======== Material shown
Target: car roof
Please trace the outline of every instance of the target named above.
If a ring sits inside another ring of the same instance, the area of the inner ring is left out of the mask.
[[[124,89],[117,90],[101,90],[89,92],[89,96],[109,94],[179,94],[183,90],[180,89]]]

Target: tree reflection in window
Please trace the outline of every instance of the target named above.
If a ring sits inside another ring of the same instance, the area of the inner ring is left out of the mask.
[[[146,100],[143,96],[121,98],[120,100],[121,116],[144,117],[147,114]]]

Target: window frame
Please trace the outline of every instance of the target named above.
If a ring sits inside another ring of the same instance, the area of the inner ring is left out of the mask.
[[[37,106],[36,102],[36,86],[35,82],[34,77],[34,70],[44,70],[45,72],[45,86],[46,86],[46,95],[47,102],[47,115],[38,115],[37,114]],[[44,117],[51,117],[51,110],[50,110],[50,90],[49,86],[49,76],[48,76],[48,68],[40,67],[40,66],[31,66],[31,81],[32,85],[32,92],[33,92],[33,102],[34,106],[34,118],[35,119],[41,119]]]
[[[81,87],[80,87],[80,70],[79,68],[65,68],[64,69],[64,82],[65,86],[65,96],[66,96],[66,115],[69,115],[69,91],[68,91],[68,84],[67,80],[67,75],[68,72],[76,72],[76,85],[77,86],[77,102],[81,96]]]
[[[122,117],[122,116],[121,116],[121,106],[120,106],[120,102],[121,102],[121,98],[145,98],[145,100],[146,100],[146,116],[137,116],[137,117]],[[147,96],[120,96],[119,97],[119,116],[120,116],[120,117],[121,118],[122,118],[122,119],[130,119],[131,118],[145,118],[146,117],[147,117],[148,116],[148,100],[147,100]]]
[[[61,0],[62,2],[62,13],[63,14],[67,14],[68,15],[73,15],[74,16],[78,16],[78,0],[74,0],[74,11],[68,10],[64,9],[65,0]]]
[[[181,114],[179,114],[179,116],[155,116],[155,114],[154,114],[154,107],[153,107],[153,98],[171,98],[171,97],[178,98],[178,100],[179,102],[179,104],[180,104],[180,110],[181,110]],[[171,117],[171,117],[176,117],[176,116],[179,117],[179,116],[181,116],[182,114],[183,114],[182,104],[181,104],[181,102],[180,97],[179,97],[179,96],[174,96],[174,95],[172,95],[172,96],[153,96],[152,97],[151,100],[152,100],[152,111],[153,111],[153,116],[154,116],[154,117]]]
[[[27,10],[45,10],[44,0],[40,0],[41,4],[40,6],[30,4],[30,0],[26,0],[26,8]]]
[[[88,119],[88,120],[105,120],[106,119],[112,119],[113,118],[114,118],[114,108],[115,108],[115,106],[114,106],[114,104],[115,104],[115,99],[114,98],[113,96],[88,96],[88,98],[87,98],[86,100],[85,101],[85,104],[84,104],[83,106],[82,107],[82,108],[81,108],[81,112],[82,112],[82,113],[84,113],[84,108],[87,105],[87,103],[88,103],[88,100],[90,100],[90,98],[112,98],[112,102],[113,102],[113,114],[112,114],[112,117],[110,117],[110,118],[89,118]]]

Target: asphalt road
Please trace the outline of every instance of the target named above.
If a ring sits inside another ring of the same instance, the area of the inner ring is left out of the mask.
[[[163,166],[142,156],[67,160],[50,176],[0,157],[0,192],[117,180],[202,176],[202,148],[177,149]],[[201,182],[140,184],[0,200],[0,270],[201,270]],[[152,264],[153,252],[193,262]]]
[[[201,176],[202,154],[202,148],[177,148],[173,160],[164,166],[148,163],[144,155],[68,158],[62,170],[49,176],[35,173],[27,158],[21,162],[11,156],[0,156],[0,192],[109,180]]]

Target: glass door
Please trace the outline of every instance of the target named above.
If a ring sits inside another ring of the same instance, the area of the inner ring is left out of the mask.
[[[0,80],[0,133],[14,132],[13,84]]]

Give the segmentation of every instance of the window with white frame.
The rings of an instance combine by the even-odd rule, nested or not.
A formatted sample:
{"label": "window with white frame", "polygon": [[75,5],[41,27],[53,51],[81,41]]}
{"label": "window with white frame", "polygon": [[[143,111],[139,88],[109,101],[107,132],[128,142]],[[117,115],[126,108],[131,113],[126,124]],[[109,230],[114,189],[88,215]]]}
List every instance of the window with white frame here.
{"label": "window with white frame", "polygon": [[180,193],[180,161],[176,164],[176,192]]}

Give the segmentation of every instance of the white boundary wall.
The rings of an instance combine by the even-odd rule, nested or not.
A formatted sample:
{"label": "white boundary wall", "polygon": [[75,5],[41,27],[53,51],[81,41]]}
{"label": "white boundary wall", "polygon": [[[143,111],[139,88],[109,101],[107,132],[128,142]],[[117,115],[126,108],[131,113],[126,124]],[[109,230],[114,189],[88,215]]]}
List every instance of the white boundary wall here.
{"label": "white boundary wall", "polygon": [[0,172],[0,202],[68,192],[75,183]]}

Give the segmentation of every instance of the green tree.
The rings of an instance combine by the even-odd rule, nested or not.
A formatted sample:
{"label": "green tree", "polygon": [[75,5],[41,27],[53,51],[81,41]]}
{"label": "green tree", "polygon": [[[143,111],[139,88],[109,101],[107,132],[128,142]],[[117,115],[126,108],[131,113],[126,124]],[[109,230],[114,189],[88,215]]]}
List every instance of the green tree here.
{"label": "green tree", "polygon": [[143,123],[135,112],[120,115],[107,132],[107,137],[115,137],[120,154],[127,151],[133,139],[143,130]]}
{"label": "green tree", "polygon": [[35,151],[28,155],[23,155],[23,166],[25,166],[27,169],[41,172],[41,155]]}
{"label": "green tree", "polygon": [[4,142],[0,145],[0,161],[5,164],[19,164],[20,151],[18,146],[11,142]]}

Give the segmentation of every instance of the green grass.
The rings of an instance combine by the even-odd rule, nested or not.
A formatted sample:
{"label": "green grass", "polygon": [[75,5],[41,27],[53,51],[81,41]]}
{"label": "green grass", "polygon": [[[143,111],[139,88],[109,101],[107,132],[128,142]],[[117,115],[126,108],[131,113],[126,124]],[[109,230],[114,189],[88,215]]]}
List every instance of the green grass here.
================
** Objective **
Rescale the rows from the line containing "Give the segmentation of every instance of the green tree." up to and including the last line of the rows, and give only those lines again, requests included. Multiply every point coordinate in the answers by 1.9 and round to whole numbers, halves up. Leave the numbers in the requests and their sample formats unchanged.

** Exercise answer **
Give the segmentation of every instance of the green tree.
The rings of an instance combine by the even-odd rule, nested or not.
A formatted sample:
{"label": "green tree", "polygon": [[75,5],[41,27],[53,51],[81,41]]}
{"label": "green tree", "polygon": [[[143,111],[139,88],[109,101],[107,132],[128,142]],[[117,115],[126,108],[131,113],[126,124]],[[109,230],[114,189],[88,215]]]}
List every instance of the green tree here.
{"label": "green tree", "polygon": [[272,234],[257,213],[228,219],[203,251],[203,260],[219,260],[228,293],[241,287],[253,264],[272,247]]}
{"label": "green tree", "polygon": [[67,287],[53,295],[44,295],[44,315],[48,315],[51,321],[78,327],[78,295]]}
{"label": "green tree", "polygon": [[8,270],[0,276],[0,306],[10,312],[36,312],[38,287],[34,277],[21,270]]}

Give the segmentation of every instance of the green grass.
The rings of an instance combine by the even-odd rule, nested or not.
A formatted sample:
{"label": "green grass", "polygon": [[75,5],[41,27],[53,51],[81,41]]}
{"label": "green grass", "polygon": [[[143,111],[139,88],[109,101],[107,132],[128,142]],[[117,115],[126,108],[131,113],[126,124]],[[109,230],[114,189],[88,215]]]}
List every instance of the green grass here.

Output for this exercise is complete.